What the exercise asks: Extract each line holding the word "skin" from the entries.

Provided material:
*****
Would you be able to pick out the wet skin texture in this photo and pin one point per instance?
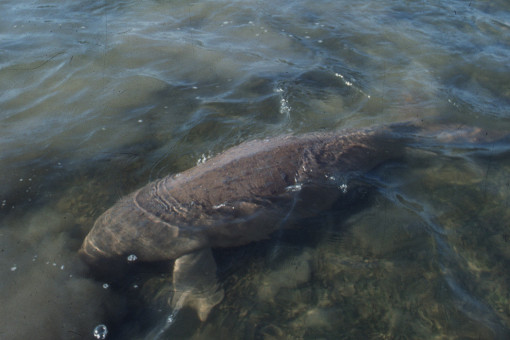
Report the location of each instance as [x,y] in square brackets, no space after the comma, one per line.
[239,196]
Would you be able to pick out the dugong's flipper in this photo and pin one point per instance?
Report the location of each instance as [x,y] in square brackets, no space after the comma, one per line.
[195,283]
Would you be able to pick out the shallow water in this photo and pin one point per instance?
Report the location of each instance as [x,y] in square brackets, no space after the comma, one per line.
[98,98]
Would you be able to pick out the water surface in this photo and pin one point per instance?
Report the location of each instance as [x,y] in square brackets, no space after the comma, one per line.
[98,98]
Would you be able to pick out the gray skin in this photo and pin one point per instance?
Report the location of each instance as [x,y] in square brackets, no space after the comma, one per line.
[237,197]
[242,195]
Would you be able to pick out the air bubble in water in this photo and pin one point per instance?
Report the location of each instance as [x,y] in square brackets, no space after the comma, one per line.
[100,332]
[343,187]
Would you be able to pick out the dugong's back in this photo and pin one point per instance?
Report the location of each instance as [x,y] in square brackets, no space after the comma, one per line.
[231,199]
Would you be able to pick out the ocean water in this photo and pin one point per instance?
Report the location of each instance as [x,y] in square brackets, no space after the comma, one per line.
[97,98]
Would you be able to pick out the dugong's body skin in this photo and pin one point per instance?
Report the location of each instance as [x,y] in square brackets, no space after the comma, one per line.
[234,198]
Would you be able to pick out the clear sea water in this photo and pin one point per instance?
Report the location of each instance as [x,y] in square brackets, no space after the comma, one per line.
[97,98]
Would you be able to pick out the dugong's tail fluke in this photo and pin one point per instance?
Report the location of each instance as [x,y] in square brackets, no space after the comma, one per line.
[243,194]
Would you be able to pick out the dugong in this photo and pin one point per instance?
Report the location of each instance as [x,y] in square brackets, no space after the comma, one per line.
[239,196]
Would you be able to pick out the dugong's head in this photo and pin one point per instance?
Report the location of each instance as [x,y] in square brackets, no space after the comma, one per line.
[126,232]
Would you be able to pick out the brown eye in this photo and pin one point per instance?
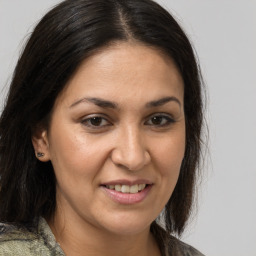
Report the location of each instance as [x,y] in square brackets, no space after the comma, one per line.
[160,120]
[95,122]
[157,120]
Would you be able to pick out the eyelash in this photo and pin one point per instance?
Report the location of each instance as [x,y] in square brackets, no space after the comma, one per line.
[88,121]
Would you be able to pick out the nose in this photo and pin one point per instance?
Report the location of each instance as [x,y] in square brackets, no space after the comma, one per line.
[130,151]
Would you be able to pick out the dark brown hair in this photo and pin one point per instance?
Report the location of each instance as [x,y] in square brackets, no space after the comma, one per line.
[65,36]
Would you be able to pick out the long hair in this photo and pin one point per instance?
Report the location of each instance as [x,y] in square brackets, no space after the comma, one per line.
[66,36]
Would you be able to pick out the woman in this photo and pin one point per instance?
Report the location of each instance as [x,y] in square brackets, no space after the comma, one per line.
[101,131]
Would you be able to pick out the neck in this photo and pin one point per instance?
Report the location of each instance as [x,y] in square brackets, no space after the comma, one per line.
[79,238]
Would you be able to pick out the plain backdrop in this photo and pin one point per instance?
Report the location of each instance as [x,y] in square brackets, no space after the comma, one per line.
[224,35]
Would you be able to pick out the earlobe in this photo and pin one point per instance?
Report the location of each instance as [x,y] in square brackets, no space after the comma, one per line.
[41,145]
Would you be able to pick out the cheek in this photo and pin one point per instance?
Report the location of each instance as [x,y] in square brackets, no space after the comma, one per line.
[75,156]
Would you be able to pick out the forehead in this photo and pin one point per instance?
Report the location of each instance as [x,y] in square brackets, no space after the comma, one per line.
[125,71]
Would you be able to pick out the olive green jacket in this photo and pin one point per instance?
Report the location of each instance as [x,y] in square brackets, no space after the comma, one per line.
[40,241]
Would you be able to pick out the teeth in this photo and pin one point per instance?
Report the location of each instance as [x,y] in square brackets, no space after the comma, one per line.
[126,188]
[134,189]
[142,186]
[118,188]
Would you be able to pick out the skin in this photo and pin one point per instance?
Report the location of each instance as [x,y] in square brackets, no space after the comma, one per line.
[130,140]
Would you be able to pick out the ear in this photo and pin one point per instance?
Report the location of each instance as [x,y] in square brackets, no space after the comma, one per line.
[41,144]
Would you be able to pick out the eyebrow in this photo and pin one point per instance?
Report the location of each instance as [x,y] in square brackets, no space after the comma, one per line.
[162,101]
[109,104]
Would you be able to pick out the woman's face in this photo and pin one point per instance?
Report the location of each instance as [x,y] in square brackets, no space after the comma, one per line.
*****
Exercise response:
Would you be able to pick out the wet skin texture in this photo and pin one point per instance?
Would you be able to pick out the gray skin in this photo and pin one point per instance?
Would you be able to pick out the dugong's body skin in this photo and pin one point per instance?
Would you be able to pick out the skin in this photo and pin one point per instance?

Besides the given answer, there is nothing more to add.